Estratto

....

UBP: probabile ulteriore rafforzamento del dollaro su dati inflazione USA
pubblicato:A cura di Peter Kinsella, Head of Investment Services UK, Union Bancaire Privée (UBP).
Il dollaro dovrebbe continuare a mostrare un profilo di carry solido, il che non lascia spazio a un suo indebolimento significativo nel resto dell'anno.
I rialzi del dollaro dall’inizio di giugno sono stati più marcati nei confronti delle valute con rendimenti più elevati, sebbene ciò rifletta probabilmente anche l’impatto dell’annuncio della tregua tra Stati Uniti e Iran, che ha pesato sui Paesi esportatori di petrolio come la Norvegia (NOK). In prospettiva, prevediamo che i rialzi del dollaro dovrebbero diventare più marcati nei confronti delle valute del G10 con rendimenti più bassi, come già si sta verificando sia nei confronti dell’euro che dello yen e, in misura minore, del franco svizzero. Segnaliamo che abbiamo recentemente rivisto al rialzo le nostre previsioni sul cambio USD/JPY, prevedendo un aumento fino a livelli pari a 164 entro la fine dell’anno.

....

Consegna
Prosegui il commento sulle prospettive del dollaro subito dopo l'ultima frase riportata. L'elenco riportato più in basso proviene da una fonte diversa.

....

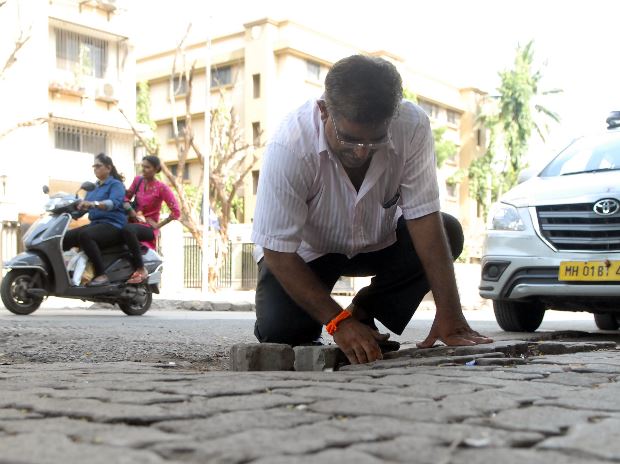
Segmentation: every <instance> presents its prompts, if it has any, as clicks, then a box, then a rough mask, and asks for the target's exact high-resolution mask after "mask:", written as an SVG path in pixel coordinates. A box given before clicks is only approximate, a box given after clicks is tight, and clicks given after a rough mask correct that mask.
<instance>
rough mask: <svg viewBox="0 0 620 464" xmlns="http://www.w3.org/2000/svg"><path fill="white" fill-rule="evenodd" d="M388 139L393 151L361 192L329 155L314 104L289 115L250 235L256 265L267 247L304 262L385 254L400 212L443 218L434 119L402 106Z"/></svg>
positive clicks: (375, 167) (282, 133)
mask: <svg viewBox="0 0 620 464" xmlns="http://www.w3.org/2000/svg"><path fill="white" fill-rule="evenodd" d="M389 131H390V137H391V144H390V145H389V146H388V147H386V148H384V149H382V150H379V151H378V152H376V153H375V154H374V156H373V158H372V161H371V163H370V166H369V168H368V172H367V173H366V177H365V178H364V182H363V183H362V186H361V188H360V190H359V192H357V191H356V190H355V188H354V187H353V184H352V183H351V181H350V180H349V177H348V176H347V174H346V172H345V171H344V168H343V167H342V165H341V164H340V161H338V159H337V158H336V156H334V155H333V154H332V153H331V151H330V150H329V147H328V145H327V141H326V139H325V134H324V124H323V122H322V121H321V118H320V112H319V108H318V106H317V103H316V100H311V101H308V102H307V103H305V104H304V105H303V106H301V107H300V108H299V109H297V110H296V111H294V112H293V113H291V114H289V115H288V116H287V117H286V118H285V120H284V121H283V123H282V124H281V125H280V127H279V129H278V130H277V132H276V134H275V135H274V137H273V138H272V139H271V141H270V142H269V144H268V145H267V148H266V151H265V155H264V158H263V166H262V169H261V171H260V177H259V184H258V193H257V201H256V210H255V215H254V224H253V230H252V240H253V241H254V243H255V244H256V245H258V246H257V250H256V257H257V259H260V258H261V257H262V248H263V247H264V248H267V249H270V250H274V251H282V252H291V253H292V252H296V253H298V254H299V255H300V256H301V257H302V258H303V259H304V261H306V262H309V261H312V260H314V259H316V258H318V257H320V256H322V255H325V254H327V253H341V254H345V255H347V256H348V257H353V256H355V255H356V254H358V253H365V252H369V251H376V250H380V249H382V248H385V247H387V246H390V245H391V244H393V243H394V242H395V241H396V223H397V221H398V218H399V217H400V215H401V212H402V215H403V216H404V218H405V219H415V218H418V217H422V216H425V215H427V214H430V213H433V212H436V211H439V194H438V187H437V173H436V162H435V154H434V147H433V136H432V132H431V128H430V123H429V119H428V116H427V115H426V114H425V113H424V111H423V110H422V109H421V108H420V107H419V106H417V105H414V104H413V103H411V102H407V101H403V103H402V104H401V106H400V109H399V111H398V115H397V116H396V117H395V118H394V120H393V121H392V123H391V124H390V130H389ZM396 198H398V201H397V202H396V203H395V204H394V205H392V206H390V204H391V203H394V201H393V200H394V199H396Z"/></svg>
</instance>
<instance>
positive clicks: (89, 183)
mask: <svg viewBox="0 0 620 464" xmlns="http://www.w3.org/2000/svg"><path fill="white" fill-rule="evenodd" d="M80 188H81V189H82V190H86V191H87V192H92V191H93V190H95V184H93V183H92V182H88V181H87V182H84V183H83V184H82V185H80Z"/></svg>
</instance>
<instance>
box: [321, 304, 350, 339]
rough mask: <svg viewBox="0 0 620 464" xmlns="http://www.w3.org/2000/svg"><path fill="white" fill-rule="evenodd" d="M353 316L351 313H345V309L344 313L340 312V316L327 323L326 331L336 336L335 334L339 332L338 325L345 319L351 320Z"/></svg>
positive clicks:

....

Risultato qui sotto
I principali dati a cui guardare questa settimana sono i dati sull’inflazione PCE (l’indicatore preferito dalla Fed), che dovrebbero attestarsi al 4,1% su base annua (inflazione headline) e al 3,4% su base annua (inflazione core). Il fattore chiave sarà verificare se il dato core su base mensile supererà lo 0,2%: in tal caso, ci sarà spazio per un ulteriore rafforzamento del dollaro USA.